*Dataset extract*.
--*--

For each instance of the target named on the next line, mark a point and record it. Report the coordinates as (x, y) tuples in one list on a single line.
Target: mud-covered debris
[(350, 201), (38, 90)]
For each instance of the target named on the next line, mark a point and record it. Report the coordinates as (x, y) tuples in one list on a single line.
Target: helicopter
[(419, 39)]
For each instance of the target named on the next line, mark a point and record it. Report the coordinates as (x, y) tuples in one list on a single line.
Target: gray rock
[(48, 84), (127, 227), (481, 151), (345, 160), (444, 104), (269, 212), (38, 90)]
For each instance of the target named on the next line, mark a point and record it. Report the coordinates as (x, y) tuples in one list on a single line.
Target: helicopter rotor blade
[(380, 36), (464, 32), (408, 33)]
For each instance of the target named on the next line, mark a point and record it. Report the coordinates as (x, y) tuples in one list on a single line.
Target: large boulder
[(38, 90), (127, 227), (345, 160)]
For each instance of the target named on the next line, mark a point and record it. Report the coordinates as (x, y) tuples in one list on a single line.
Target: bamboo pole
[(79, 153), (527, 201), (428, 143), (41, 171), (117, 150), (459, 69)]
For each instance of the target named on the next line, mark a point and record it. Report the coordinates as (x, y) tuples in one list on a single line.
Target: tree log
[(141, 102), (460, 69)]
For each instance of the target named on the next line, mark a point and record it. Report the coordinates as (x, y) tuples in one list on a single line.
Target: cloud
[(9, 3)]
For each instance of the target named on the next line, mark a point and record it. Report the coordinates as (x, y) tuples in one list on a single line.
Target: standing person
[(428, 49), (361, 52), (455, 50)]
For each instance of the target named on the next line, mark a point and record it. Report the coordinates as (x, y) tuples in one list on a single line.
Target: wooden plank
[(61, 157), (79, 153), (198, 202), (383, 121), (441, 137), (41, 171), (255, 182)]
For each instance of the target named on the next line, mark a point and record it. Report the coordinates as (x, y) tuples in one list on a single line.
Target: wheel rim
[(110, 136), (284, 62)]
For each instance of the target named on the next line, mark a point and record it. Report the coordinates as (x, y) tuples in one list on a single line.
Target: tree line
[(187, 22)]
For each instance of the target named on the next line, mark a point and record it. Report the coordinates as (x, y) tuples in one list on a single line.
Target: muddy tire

--*--

*Problem requirements*. Line by line, copy the records exactly.

*Task answer*.
For each instance of the target named on the next line, mark a point and record it. Report the coordinates as (x, y) tuples in one list on a single line.
Target: mud-covered debris
[(350, 201), (38, 90)]
For each instance of the target named on the next line, mark a point and record it. Report the coordinates as (x, y) tuples in one list on a single line.
Target: helicopter
[(419, 39)]
For each instance of the target named on the next line, mark a point and record it. Report the coordinates as (x, y) tuples in one list on a single line.
Target: gray rock
[(48, 84), (127, 227), (481, 151), (345, 160), (444, 104), (269, 212), (38, 90)]
For each instance of the target named on the next line, mark a point and record it. Report the coordinates as (x, y) tuples in one list on a single line.
Target: helicopter rotor blade
[(380, 36), (464, 32), (408, 33)]
For each instance of the target named on the next line, mark a point and record it. Report the coordinates as (x, y) tuples in one list on a single line.
Target: large boulder
[(38, 90), (127, 227), (345, 160)]
For each instance of the target named on the next line, mark a point and record it. Report the coordinates as (x, y) tuples in one list on a single line.
Target: bamboo pole
[(79, 153), (527, 201), (428, 143), (41, 171), (117, 150), (459, 69)]
For each instance of the target named on the next line, mark a point and record it. Report the coordinates as (x, y) tuples in one list on a single line.
Target: tree log
[(141, 102), (460, 69)]
For each instance of the target named on the next line, mark a point and record it. Report the coordinates as (x, y) tuples in one list on a single line.
Target: cloud
[(9, 3)]
For each instance of the target named on the next line, mark a point and record it. Report the coordinates as (x, y) tuples in one list on a single line.
Target: standing person
[(428, 49), (361, 52), (455, 50)]
For each instance of the target named on the next line, mark a point and record it. Report the coordinates as (x, y) tuples in one list on a single line.
Target: wooden plank
[(61, 157), (79, 153), (198, 202), (383, 121), (441, 137), (41, 171), (255, 182)]
For each instance of the target named on the next line, mark a point and record it. Report the coordinates as (x, y) tuples in one list on a single line.
Target: wheel rim
[(110, 136), (284, 62)]
For each instance of the target named on the next line, mark a point and record it. Report the coordinates as (x, y) tuples in one list on a single line.
Target: tree line
[(187, 22)]
For each instance of the target named on the next line, mark a point and record it. Report the coordinates as (x, y) tuples in one list on a single line.
Target: muddy tire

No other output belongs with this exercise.